▸ WHAT NEEDS TO BE DONE:
Nothing should be output except the lines from the top of the material below through the line that contains "positive clicks: (514, 193)", each exactly as written.

▸ EXERCISE INPUTS:
◆ ◆ ◆ ◆ ◆
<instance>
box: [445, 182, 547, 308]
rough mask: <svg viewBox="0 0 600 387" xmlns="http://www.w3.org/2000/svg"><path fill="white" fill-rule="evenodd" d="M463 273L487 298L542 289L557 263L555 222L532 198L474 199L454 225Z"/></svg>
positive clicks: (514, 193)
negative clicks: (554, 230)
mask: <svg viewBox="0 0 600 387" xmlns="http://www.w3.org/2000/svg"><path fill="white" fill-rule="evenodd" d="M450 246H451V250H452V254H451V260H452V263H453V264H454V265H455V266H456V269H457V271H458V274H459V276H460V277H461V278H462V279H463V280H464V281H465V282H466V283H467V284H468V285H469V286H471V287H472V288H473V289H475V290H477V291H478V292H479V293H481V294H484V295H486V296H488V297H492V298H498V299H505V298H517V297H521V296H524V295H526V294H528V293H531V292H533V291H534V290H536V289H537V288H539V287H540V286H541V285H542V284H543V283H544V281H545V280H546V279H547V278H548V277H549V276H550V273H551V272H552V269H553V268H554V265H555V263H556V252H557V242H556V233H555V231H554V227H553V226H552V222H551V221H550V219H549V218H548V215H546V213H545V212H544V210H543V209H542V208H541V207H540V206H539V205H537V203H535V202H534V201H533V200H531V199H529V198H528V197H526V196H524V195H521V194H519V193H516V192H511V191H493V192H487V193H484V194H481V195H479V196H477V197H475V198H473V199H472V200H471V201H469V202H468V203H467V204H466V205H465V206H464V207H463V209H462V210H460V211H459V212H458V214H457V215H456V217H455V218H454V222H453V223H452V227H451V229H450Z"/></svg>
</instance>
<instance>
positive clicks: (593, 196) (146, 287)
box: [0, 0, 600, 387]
◆ ◆ ◆ ◆ ◆
▸ SOLUTION TO THE EXERCISE:
<instance>
box: [445, 182, 547, 308]
rough mask: <svg viewBox="0 0 600 387" xmlns="http://www.w3.org/2000/svg"><path fill="white" fill-rule="evenodd" d="M463 273L487 298L542 289L557 263L555 222L532 198L474 199L454 225Z"/></svg>
positive clicks: (514, 193)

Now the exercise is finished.